- **文書の抜粋**
____________

劇場公開日 2025年7月4日

「目立たぬように、はしゃがぬように」「桐島です」 La Stradaさんの映画レビュー(感想・評価)

目立たぬように、はしゃがぬように

2025年8月5日
PCから投稿
鑑賞方法:映画館

 東アジア反日武装戦線のメンバーとして指名手配を受けながら50年近く逃走を続け、昨年病院で亡くなる直前に本名を名乗り出た桐島聡氏を巡る物語です。同じテーマを扱い、今年3月に公開された足立正生監督の「逃走」と対を為す作品と言ってよいでしょうか。

 劇中何度も歌われる河島英五さんの歌でお馴染みの「時代おくれ」の歌詞「目立たぬように、はしゃがぬように」こそ彼の望みだったんじゃなかったのかな。それは単に警察から逃れる為にでなく、本当にそんな風に生きたかったんだと思えました。一方で、これも本作で描かれる様に、安部晋三のスピーチに怒り、いつまでも変わらない外国人ヘイトに苛立ちを募らせていたのではなかったでしょうか。それもこれも誰にも分らぬ事であり、想像するしかないのですが。

 「逃走」をも「闘争」と読み解く足立正生監督作(これはこれで足立監督らしくて良いのですが)より僕には人間の姿がはっきり見えました。「人の一生って何なんだろうね」と帰り道に考えてしまったと言う事は本作に力があったと言う事です。

____________

- **課題一覧**
1. この映画レビューのうち、「劇中何度も歌われる河島英五さ」から「作に力があったと言う事です。」までの箇所を一字一句変えずに出力せよ。
2. この映画レビューによると、劇中で何度も歌われるのは誰のどの歌か。

____________

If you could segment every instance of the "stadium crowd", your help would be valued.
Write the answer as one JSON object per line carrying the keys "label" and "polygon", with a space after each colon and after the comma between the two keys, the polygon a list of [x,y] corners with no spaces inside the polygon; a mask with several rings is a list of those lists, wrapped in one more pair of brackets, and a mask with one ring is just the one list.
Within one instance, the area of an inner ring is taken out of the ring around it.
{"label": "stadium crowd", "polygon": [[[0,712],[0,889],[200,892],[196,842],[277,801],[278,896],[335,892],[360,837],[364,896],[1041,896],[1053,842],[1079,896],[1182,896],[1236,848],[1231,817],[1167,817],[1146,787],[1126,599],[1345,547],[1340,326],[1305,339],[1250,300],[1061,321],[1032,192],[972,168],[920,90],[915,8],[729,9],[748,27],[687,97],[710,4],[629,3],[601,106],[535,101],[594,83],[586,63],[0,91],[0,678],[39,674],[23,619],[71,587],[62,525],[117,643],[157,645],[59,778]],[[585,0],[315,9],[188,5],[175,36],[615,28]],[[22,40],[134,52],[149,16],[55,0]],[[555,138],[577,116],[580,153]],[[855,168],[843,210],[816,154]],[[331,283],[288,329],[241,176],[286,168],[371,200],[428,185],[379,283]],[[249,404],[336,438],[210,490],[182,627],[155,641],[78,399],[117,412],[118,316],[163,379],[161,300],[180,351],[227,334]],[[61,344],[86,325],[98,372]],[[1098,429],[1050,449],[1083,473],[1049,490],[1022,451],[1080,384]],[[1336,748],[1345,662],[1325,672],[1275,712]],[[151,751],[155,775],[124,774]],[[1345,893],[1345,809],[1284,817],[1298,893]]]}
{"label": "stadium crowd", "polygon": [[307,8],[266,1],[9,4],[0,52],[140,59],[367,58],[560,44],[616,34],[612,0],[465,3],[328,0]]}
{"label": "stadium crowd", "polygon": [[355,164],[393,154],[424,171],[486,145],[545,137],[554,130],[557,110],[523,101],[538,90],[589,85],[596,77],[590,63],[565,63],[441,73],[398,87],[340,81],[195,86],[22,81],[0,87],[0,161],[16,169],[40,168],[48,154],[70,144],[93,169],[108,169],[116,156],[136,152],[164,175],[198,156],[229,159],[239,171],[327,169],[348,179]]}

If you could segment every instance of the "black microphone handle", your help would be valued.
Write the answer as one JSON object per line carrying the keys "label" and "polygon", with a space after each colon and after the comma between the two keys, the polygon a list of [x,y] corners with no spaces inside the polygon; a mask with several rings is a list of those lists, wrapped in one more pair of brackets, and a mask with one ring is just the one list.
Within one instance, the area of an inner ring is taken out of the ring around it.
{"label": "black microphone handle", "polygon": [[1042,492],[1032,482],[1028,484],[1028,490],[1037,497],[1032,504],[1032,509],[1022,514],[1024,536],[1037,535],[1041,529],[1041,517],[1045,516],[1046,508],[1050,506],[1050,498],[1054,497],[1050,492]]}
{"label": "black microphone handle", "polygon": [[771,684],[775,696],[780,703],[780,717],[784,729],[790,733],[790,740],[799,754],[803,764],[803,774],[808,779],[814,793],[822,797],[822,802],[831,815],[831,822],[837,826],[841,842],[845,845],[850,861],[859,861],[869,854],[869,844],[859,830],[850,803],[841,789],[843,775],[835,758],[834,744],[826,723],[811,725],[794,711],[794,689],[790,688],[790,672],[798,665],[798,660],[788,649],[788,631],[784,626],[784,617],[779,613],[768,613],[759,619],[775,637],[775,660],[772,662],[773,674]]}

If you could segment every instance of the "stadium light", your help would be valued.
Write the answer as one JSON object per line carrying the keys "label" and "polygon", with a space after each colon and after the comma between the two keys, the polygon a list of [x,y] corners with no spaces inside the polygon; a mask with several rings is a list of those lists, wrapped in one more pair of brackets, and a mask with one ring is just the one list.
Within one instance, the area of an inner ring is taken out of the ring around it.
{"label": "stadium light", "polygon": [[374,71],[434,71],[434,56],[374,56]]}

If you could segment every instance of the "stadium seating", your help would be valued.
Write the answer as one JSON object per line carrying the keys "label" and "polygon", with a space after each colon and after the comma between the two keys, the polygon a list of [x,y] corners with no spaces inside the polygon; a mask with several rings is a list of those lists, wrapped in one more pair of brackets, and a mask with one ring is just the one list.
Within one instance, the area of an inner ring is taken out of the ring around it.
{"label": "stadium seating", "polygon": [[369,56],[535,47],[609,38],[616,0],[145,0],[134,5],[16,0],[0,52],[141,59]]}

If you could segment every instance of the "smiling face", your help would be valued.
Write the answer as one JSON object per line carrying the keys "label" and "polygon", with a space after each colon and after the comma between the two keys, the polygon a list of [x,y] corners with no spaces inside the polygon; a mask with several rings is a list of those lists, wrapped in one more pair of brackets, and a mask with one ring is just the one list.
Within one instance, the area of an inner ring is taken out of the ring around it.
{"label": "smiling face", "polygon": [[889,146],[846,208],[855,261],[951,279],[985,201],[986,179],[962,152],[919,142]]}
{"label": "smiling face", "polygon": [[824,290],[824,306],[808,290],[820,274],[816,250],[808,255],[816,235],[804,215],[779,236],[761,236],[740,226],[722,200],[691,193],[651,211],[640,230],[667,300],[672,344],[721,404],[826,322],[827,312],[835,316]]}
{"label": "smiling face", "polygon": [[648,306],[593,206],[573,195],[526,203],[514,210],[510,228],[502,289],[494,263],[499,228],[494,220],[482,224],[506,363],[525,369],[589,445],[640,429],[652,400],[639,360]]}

____________

- **課題別の解答**
1.
劇中何度も歌われる河島英五さんの歌でお馴染みの「時代おくれ」の歌詞「目立たぬように、はしゃがぬように」こそ彼の望みだったんじゃなかったのかな。それは単に警察から逃れる為にでなく、本当にそんな風に生きたかったんだと思えました。一方で、これも本作で描かれる様に、安部晋三のスピーチに怒り、いつまでも変わらない外国人ヘイトに苛立ちを募らせていたのではなかったでしょうか。それもこれも誰にも分らぬ事であり、想像するしかないのですが。

 「逃走」をも「闘争」と読み解く足立正生監督作(これはこれで足立監督らしくて良いのですが)より僕には人間の姿がはっきり見えました。「人の一生って何なんだろうね」と帰り道に考えてしまったと言う事は本作に力があったと言う事です。

2. 河島英五さんの「時代おくれ」である。